* [DATA SHOWN]
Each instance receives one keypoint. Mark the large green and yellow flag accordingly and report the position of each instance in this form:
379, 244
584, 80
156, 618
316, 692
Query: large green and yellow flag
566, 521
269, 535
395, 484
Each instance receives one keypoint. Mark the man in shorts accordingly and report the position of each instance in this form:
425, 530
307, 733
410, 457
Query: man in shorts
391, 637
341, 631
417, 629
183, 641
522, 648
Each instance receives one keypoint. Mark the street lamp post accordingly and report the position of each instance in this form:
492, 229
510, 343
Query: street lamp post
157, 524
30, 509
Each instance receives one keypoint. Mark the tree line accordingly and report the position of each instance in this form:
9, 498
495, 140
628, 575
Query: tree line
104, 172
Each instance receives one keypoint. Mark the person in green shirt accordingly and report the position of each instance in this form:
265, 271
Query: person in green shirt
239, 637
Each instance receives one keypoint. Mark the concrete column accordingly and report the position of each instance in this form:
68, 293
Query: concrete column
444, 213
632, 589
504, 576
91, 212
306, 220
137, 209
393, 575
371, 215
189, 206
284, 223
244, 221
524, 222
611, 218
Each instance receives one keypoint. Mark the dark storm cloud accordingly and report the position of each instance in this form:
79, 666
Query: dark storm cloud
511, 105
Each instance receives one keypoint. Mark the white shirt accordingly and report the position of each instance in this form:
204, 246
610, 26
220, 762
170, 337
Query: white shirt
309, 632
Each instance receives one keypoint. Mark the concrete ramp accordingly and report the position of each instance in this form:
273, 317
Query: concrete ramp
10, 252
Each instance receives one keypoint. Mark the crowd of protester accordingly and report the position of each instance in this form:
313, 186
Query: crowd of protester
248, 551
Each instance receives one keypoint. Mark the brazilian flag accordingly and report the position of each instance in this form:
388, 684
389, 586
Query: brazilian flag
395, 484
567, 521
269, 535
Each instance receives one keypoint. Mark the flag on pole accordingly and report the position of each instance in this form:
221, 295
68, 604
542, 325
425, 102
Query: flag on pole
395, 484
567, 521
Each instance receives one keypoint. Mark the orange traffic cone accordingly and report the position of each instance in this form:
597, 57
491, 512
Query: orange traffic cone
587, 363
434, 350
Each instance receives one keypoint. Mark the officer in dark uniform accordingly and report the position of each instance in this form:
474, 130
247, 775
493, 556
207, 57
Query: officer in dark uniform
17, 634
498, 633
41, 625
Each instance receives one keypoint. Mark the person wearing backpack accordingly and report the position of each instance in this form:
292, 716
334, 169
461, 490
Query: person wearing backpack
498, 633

* [ABOUT THIS EXERCISE]
Repeat all of the records exactly.

* [ANSWER TO THIS TASK]
Each instance receives one keypoint. Mark the large green and yellow flag accordingly and report the position of each instance in this form:
379, 244
584, 80
156, 618
316, 692
Query: large green and yellow flag
566, 521
269, 535
395, 484
Each instance receives one keypoint. Mark the man in shorts accordingly and report the position of each instance in this form:
425, 530
307, 733
410, 457
Query: man in shorts
391, 637
341, 631
417, 629
183, 641
522, 648
Each instance receives one keypoint. Mark the street lamp post accordingly and report the position of each instance in this form:
492, 229
510, 343
Query: street lamp post
157, 524
30, 509
Each instance receives one keypoint. Mark the tree line accordingly and report the position of each instance in this form:
9, 498
495, 140
628, 575
Query: tree line
104, 172
Each instance receives one keypoint. Mark the person in green shirt accordingly and report the position of each instance in this form:
265, 271
Query: person in green shirt
239, 637
Each instance receives one keypoint. Mark the concrete column accordingly and report the position of each instance in this form:
68, 293
Query: concrete column
444, 213
632, 589
504, 576
91, 212
306, 220
137, 209
393, 575
371, 215
189, 206
284, 223
244, 221
524, 222
611, 218
Each instance receives one keypoint. Mark the dark storm cloud accordingly and report the position of each instance in this form:
79, 666
Query: dark storm cloud
511, 105
Each instance receives one keypoint. Mark the white shirt accordingly and report the position of each instance in this form:
204, 246
610, 26
220, 762
170, 337
Query: white shirt
309, 632
Each instance receives one keypoint. Mark the concrete ramp accordingly and report the position of each instance in this form:
273, 317
Query: concrete ramp
10, 252
Each instance receives one keypoint. Mark the crowd of protester accordingly and report the position of each instance in this form:
313, 186
Query: crowd of protester
248, 551
Each instance receives one keypoint. Mark the brazilian flag accordingly and report the position of each instance in this form:
388, 684
389, 586
Query: brazilian flag
395, 484
567, 521
269, 535
Each instance receives one keypoint. Mark the flag on pole accordingly and report the position of each instance in this form:
221, 295
68, 604
542, 325
425, 102
Query: flag on pole
395, 484
567, 521
Each instance receives one keypoint. Mark the orange traffic cone accordingly and report the position of each instance in this form:
597, 57
491, 512
Query: orange traffic cone
587, 363
434, 350
Each instance receives one keypoint. Mark the officer in dark uniform accordingly and report the position of each instance in this form:
474, 130
247, 775
493, 556
207, 57
Query: officer in dark uniform
17, 634
498, 633
41, 625
Each instance receives one keypoint. Mark the person wearing backpack accordingly and report the position of each instance in this form:
292, 716
334, 169
461, 490
Query: person wearing backpack
498, 633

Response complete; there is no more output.